What the task asks
Reproduce the records below exactly, but only between the lines holding "find necktie |" and "find dog's leg", inclusive.

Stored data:
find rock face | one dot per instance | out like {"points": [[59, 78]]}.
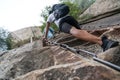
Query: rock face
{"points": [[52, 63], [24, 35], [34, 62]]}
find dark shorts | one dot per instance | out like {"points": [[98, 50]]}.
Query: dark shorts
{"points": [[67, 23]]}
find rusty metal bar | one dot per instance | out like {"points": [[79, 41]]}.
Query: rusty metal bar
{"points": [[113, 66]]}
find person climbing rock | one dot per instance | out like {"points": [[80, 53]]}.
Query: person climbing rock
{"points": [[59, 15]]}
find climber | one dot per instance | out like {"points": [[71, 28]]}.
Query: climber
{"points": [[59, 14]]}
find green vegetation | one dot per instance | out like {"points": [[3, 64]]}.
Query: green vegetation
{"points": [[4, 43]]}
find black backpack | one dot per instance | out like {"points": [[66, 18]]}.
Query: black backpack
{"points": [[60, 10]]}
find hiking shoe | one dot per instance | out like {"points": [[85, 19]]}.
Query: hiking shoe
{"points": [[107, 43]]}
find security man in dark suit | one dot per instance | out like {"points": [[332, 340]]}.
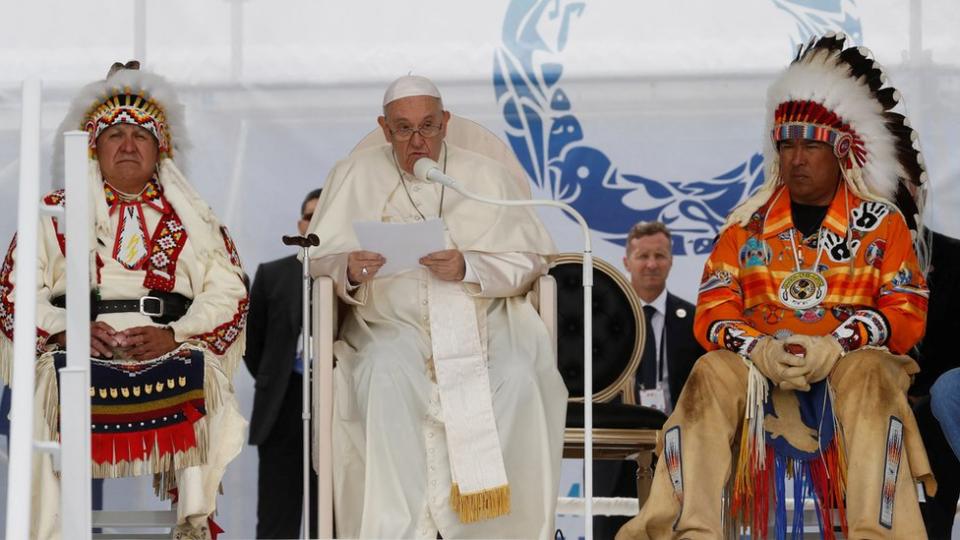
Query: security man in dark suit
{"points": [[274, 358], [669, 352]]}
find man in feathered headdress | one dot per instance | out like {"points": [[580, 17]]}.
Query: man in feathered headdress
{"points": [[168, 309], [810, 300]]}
* * *
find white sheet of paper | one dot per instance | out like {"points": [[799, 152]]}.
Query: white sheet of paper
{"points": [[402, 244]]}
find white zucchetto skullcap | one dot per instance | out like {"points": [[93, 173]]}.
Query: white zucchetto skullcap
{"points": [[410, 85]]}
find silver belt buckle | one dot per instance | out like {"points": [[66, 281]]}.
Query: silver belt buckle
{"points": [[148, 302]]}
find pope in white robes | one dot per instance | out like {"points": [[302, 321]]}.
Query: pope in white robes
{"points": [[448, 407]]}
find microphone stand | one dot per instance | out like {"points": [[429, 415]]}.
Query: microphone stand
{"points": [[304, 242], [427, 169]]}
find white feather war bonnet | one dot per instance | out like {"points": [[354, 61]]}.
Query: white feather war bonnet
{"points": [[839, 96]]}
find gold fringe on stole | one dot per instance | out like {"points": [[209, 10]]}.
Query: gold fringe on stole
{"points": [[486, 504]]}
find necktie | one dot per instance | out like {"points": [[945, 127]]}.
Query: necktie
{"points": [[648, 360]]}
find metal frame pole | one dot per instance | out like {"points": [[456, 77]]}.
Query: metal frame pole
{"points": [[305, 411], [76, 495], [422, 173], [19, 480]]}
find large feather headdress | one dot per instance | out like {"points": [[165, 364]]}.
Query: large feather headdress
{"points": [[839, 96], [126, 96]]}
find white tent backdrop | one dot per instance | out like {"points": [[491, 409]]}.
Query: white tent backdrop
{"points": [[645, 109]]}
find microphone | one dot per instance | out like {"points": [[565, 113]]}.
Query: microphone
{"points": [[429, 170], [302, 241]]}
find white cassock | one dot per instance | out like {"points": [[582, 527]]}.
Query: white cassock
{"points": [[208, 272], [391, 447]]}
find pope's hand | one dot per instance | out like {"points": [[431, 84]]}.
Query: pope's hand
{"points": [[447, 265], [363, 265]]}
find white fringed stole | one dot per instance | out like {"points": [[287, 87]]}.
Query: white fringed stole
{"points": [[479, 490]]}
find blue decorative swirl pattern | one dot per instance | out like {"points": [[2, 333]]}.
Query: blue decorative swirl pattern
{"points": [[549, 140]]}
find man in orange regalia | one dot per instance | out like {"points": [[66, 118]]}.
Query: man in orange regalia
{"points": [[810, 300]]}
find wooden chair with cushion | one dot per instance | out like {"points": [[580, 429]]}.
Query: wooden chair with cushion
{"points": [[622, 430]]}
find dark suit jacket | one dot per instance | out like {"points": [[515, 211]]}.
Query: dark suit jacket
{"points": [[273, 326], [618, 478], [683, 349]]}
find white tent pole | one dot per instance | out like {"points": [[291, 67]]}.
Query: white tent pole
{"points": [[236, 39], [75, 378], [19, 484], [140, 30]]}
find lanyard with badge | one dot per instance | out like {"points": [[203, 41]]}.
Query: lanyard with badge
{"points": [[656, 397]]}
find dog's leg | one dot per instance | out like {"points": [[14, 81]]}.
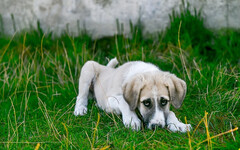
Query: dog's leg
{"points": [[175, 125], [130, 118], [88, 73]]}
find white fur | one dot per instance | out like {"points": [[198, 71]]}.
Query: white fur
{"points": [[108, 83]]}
==
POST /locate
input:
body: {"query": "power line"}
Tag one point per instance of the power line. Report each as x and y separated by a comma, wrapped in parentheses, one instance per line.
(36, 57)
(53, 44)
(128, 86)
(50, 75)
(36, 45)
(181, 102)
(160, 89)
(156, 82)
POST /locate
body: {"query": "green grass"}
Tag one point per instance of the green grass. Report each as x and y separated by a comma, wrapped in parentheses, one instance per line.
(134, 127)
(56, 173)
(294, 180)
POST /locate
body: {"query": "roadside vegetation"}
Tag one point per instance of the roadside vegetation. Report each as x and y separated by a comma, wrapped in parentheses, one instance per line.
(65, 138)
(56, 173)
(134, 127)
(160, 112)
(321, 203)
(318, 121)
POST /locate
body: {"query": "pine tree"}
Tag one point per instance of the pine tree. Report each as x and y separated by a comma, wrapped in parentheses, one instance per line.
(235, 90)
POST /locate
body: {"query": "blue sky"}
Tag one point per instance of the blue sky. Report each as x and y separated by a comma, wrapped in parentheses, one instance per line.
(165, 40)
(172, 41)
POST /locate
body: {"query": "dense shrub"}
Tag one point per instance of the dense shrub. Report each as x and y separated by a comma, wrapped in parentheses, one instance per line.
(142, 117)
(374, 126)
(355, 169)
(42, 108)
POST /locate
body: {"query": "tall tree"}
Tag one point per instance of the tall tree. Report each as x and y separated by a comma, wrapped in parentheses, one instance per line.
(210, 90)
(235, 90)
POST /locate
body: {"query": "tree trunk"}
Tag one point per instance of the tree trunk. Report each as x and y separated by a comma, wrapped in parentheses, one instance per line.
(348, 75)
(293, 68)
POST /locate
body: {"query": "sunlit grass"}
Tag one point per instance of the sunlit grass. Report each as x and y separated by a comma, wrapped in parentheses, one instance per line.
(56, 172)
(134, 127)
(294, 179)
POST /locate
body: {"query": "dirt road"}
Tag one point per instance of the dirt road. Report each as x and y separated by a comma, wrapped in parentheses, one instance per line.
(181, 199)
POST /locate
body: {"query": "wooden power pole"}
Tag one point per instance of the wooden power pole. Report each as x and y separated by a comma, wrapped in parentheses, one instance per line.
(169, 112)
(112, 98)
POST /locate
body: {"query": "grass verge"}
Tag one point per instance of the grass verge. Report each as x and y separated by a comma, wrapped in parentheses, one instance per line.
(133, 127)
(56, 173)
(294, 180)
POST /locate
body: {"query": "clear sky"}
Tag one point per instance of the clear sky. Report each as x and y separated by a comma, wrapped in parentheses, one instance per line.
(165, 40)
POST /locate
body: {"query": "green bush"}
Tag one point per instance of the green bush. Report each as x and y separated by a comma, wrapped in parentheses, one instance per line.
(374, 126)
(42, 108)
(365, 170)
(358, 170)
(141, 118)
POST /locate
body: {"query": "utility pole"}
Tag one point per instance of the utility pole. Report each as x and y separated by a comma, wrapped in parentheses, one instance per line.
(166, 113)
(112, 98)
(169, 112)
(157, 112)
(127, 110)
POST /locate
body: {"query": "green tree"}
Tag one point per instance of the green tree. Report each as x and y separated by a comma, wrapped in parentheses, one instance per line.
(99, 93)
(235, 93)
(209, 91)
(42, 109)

Result of this task
find necktie | one dot per instance | out like {"points": [[945, 127]]}.
Query: necktie
{"points": [[648, 360]]}
find metal frame pole | one dot per instance | out like {"points": [[456, 77]]}.
Query: metal frame pole
{"points": [[305, 411], [76, 495], [422, 173], [19, 480]]}
find large feather headdress | one dot per instance | out like {"points": [[165, 364]]}.
Query: large feather headdress
{"points": [[839, 96], [126, 96]]}
find white tent backdrop | one dot per instance | out like {"points": [[491, 409]]}.
Query: white tent backdrop
{"points": [[645, 109]]}
find microphone | one dot per instance | out like {"points": [[565, 113]]}.
Query: microphone
{"points": [[429, 170], [302, 241]]}
find white cassock | one dot per instance | out like {"points": [[582, 527]]}.
Query: white cassock
{"points": [[208, 272], [391, 447]]}
find pope's hand | one dot per instance | out like {"points": [[431, 84]]}.
Query: pope's hand
{"points": [[447, 265], [363, 265]]}
find white fringed stole | one dot per instance | out like {"points": [[287, 87]]}.
Query: white fringed stole
{"points": [[479, 490]]}
find blue decorative swirl pattern | one dot per instance | out like {"points": [[2, 333]]}.
Query: blue decorative swirl pattern
{"points": [[549, 140]]}
find man in orange regalia | one dot per instance | out like {"points": [[66, 118]]}.
Query: man in orange regalia
{"points": [[810, 300]]}
find wooden chair with cushion | one dot per instance | out like {"points": [[580, 429]]}.
Query: wooden chair with cushion
{"points": [[622, 430]]}
find dark suit jacket | one dot per instance | out like {"points": [[515, 211]]}.
Query: dark suit jacket
{"points": [[273, 326], [618, 478], [683, 349]]}
find white tent pole | one dot per instance | out like {"points": [[291, 67]]}.
Query: white tent pole
{"points": [[236, 39], [75, 378], [19, 484], [140, 30]]}
find lanyard with badge | one dot per instance | out like {"points": [[203, 41]]}.
Query: lanyard with badge
{"points": [[656, 397]]}
find dog's leg | one dot per instance | out like {"points": [[14, 81]]}.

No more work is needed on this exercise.